Task description — What you return should be the entries, unchanged, without their pictures.

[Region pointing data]
____
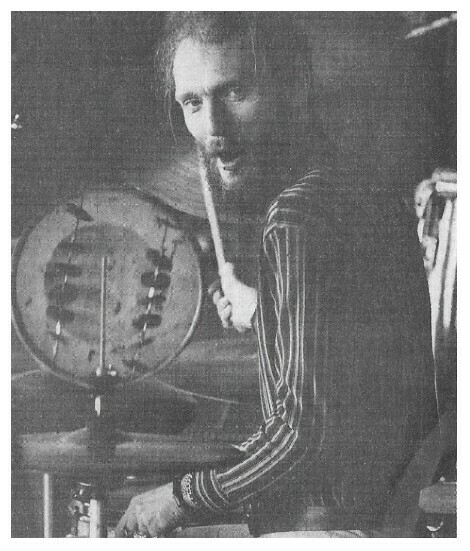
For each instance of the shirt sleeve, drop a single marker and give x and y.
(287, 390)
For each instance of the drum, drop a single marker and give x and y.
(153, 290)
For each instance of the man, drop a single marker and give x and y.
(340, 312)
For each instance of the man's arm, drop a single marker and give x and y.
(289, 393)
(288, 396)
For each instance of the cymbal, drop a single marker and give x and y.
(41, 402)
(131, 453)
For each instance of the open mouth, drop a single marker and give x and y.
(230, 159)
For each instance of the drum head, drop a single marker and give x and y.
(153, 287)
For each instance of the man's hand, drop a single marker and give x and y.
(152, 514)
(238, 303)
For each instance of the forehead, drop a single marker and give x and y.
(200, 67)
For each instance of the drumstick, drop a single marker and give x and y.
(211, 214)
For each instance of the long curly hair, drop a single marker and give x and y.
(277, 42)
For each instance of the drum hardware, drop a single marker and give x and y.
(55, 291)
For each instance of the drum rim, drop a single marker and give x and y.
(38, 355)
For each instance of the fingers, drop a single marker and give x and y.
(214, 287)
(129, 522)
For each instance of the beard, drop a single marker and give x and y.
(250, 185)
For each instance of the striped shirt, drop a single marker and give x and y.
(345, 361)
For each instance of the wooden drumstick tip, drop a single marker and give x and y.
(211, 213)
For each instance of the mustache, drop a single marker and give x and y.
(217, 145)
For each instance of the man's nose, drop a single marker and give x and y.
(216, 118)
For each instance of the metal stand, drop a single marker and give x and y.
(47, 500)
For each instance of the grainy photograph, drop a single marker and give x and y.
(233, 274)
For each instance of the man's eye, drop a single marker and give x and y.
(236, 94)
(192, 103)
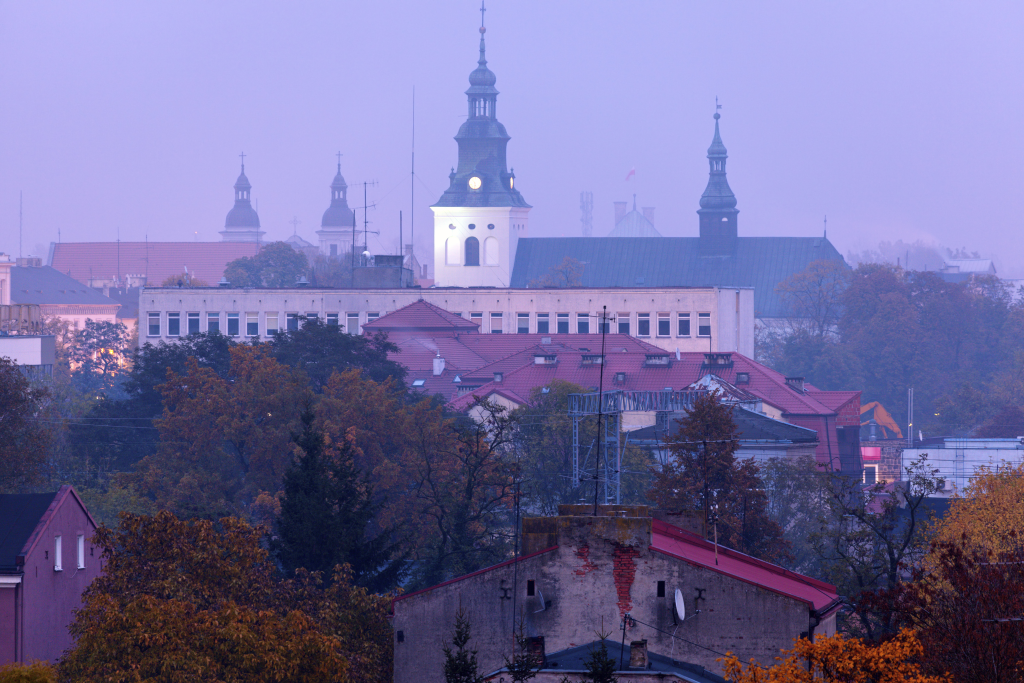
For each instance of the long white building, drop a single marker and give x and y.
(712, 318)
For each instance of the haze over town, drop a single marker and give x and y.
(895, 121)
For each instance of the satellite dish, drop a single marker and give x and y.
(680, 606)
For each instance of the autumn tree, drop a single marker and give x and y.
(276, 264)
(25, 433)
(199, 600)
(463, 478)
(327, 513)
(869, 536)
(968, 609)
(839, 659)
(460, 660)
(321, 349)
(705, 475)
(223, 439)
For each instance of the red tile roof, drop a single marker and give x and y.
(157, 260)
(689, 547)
____
Exercise response —
For each instance of the shirt sleeve, drop a single marker and give x and y.
(287, 390)
For each instance of the drum, drop a single marker and give x and y.
(153, 290)
For each instance of the man, drop a single marker and give x and y.
(340, 312)
For each instance of the man's arm, drop a single marker and give x and y.
(289, 393)
(288, 396)
For each instance of the cymbal, drop a single marker and give x and y.
(41, 402)
(131, 453)
For each instance of the open mouth, drop a single marker and give x and y.
(230, 159)
For each instance of the drum head, drop a single marker and give x and y.
(153, 287)
For each instance of the man's hand, drop a single marker and give x and y.
(152, 514)
(238, 303)
For each instance of the forehead, drop a single marker and give x and y.
(200, 67)
For each instance of the drumstick, drop a single marker and give x and y.
(211, 214)
For each instance of the long curly hair, drop a single marker and give x and y.
(277, 42)
For each instance of the drum hardware, drop a single marker and give x and y.
(55, 291)
For each instance of the drum rim, drop a single marker and give x and y.
(38, 355)
For each instance of the fingers, drop a single marker and give x and y.
(214, 287)
(129, 522)
For each instance of the beard, drop a single marker and give x and y.
(250, 185)
For each instance of the striped shirt, drop a single marker and give x and y.
(345, 361)
For each instance of the wooden drumstick tip, drop a single marker and give x and y.
(211, 213)
For each instance of the mustache, drop a single marker and give x and y.
(217, 145)
For each instance of the man's nose, drop a single marker and give x and y.
(216, 118)
For each instance of the metal stand, drop a single marker and give x and y.
(47, 500)
For each instance of the grainy photograph, drop a single marker and give x and y.
(233, 274)
For each instance of the man's eye, drop a single marker and give x and y.
(236, 94)
(192, 103)
For each instance of the long white building, drop a single marker and give x and y.
(712, 318)
For each instance of the haze over town, drop a single marker and give x and y.
(895, 121)
For each instance of the satellite dish, drop a single marker and give x and y.
(680, 606)
For each instance of the autumn tree, drop a single marker and give x and y.
(276, 264)
(25, 433)
(199, 600)
(463, 478)
(327, 513)
(869, 536)
(968, 609)
(839, 659)
(460, 660)
(321, 349)
(705, 475)
(223, 439)
For each instance of the red tile roof, drop a single marker and give x and y.
(157, 260)
(689, 547)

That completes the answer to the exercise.